§ **EXERCISE INSTRUCTIONS**:
Copy every line of the entries below that contains the word "power".

Spatial annotation records
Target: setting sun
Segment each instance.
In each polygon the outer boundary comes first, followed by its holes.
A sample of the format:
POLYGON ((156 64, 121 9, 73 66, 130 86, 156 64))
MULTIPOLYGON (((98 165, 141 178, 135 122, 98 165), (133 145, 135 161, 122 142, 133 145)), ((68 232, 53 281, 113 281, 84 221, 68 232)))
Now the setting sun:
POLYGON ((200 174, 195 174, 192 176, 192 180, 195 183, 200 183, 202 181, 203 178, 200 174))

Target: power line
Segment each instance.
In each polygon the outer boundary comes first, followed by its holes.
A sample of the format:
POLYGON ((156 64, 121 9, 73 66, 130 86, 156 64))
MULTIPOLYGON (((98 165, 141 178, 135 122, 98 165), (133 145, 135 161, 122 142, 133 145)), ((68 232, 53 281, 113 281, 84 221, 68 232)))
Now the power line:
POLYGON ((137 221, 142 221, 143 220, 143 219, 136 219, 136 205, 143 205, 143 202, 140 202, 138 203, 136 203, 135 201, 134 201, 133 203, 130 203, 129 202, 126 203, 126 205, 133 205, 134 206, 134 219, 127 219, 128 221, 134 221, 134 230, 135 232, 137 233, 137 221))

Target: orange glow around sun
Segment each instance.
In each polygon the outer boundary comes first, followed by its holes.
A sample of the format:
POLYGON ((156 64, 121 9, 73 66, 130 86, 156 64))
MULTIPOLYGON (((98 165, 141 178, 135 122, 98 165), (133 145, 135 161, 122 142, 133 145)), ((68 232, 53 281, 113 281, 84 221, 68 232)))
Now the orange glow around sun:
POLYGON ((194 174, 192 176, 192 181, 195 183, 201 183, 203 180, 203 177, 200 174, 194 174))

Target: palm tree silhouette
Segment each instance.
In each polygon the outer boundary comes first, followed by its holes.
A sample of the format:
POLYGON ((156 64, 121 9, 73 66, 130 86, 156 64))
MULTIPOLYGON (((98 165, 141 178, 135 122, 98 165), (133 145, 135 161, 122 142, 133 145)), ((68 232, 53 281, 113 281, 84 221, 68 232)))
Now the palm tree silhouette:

§ **PROBLEM SOLUTION**:
Target: power line
Now the power line:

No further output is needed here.